**What you will do**
Transcribe the records below. Leave every line exactly as written.

· · ·

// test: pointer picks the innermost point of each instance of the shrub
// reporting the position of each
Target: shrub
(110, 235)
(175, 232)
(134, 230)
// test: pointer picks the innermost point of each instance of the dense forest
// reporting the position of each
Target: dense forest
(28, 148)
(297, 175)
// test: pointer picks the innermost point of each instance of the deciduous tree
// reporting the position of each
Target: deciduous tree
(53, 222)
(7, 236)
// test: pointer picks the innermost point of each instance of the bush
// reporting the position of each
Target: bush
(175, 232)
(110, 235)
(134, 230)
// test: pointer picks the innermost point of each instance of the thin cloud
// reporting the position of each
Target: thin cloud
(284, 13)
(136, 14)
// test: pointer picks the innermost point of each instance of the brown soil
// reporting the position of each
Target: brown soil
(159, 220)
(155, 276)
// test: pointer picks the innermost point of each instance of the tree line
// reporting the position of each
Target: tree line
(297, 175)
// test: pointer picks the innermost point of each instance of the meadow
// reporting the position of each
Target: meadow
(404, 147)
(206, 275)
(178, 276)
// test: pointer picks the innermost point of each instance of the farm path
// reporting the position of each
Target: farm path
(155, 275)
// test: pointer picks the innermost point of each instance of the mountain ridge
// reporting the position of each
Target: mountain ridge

· · ·

**Solved problem**
// test: pointer picks the innermost point of each instance of the shrub
// reporting the position of each
Target: shrub
(110, 235)
(175, 232)
(134, 230)
// test: pointer picks the innermost point of each instance of the dense forest
// reporting the position of each
Target: dense forest
(28, 148)
(297, 175)
// test: pointer picks the innermost point of each instance of the deciduous tree
// reporting the position of each
Target: deciduous tree
(53, 222)
(7, 236)
// test: pointer picks the innermost point of each instance of the bush
// reporting the position of each
Target: bush
(175, 232)
(110, 235)
(134, 230)
// test: pointer picks the innermost point of each instance of the thin cloud
// reporting the position of each
Target: thin cloud
(284, 13)
(136, 14)
// test: pointer picks the innermost point of each instance of the brown soil
// reporting the position of each
Target: brown soil
(159, 220)
(155, 276)
// test: pointer picks the innermost point of each instance of the tree line
// reporting the position of each
Target: tree line
(297, 175)
// test: pointer picks the innermost point of each instance of the meadow
// reporting the position of each
Target: meadow
(404, 147)
(206, 275)
(178, 276)
// test: pointer picks the innermost point of each instance of the farm path
// reporting the position of each
Target: farm path
(155, 275)
// test: pointer picks the innermost point of each instance of the mountain ridge
// reporting the position of each
Target: mountain ridge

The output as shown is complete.